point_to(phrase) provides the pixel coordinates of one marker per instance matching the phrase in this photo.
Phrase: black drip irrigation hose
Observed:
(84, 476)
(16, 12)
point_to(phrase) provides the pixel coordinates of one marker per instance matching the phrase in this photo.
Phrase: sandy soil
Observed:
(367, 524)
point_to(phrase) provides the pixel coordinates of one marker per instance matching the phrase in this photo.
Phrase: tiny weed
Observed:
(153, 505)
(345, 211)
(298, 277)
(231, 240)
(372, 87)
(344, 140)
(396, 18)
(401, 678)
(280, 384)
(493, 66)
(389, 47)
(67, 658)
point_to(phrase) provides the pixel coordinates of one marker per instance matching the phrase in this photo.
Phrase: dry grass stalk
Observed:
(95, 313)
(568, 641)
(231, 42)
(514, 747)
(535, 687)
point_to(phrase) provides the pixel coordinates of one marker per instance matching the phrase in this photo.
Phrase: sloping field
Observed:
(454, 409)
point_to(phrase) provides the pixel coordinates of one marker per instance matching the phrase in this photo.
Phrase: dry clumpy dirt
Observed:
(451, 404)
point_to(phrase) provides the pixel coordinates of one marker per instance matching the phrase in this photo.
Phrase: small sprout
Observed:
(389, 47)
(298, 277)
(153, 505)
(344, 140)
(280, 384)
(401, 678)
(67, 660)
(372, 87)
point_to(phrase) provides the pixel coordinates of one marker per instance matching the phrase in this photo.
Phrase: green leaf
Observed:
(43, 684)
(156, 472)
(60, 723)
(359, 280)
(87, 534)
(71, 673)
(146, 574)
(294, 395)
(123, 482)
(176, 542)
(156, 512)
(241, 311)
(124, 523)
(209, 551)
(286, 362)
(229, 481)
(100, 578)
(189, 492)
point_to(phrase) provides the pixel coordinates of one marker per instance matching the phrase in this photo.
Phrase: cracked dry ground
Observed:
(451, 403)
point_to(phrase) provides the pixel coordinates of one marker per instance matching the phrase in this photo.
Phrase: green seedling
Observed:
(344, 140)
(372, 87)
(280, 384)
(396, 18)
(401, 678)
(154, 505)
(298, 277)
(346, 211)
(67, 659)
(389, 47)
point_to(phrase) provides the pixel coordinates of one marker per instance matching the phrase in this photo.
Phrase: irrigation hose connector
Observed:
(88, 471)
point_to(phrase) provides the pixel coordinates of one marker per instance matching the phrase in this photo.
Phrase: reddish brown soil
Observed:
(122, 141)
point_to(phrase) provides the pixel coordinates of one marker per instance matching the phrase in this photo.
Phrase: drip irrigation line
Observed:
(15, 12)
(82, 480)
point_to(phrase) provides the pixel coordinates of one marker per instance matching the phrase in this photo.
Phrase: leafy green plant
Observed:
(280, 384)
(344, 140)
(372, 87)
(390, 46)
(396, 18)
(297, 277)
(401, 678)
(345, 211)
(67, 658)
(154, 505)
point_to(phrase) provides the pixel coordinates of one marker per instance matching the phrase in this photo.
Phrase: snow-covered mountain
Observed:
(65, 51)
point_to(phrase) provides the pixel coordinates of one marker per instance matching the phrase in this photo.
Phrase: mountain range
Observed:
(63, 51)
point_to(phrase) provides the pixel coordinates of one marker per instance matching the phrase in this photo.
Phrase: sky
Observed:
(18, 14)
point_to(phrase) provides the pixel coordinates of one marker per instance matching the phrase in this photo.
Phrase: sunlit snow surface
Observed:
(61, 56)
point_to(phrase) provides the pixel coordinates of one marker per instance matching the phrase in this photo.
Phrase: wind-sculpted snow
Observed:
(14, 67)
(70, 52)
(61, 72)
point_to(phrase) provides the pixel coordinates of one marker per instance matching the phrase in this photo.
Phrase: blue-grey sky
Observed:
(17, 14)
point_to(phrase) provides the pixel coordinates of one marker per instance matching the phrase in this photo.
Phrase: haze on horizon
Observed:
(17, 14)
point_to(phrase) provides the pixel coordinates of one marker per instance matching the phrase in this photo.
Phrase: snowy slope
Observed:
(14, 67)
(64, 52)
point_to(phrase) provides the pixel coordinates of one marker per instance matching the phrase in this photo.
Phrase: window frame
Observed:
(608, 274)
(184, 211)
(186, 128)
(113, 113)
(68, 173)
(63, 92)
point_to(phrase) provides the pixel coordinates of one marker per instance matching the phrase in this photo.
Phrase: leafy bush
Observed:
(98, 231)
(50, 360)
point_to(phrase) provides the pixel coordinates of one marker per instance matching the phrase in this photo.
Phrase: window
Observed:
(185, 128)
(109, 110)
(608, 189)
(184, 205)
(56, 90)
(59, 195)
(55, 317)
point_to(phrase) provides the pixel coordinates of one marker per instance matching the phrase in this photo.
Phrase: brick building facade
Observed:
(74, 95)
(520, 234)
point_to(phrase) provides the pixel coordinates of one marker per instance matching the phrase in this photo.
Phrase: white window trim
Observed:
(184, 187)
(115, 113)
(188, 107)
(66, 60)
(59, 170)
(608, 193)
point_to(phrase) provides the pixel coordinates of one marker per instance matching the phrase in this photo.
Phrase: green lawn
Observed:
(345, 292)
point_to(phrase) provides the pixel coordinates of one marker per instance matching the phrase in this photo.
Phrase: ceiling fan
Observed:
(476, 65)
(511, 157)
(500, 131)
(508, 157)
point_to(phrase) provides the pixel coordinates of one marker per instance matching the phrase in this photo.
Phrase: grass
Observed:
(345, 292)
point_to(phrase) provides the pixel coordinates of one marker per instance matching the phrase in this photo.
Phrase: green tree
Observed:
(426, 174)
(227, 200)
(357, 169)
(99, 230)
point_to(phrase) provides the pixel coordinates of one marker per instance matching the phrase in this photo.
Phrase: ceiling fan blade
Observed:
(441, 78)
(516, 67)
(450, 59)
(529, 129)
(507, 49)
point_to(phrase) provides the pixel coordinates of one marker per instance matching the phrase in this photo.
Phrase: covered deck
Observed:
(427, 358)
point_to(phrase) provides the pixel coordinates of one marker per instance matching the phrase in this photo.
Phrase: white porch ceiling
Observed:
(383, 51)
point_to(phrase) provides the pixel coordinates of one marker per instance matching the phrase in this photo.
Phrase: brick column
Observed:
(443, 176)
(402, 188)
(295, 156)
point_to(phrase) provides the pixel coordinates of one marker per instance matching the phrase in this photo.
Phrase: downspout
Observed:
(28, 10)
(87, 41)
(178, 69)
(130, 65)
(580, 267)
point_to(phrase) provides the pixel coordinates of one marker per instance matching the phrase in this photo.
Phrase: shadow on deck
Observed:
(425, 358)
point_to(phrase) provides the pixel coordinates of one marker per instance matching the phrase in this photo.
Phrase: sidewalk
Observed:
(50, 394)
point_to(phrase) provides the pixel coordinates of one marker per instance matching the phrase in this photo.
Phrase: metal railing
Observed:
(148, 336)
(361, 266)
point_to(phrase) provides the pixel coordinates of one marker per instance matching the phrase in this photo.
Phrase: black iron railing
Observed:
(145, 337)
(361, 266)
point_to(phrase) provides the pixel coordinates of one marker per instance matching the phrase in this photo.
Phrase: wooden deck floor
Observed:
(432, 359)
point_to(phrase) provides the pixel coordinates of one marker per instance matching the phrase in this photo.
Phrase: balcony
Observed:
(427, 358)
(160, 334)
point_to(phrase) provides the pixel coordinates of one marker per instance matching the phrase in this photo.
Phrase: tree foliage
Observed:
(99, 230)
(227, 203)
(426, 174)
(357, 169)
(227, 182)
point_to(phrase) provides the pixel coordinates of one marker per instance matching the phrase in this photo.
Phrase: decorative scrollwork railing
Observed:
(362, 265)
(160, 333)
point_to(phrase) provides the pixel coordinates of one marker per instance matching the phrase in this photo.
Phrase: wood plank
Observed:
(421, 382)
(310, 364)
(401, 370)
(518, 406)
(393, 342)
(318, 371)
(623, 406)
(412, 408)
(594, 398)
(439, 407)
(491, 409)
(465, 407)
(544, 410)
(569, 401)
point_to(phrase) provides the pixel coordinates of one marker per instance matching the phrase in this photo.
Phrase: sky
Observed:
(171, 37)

* * * * *

▸ **WHAT YOU ARE ASKED TO DO**
Every line above that holds the string "brick" should be returned.

▸ **RESPONSE FOR THIS EXERCISE**
Phrase: brick building facade
Phrase: brick column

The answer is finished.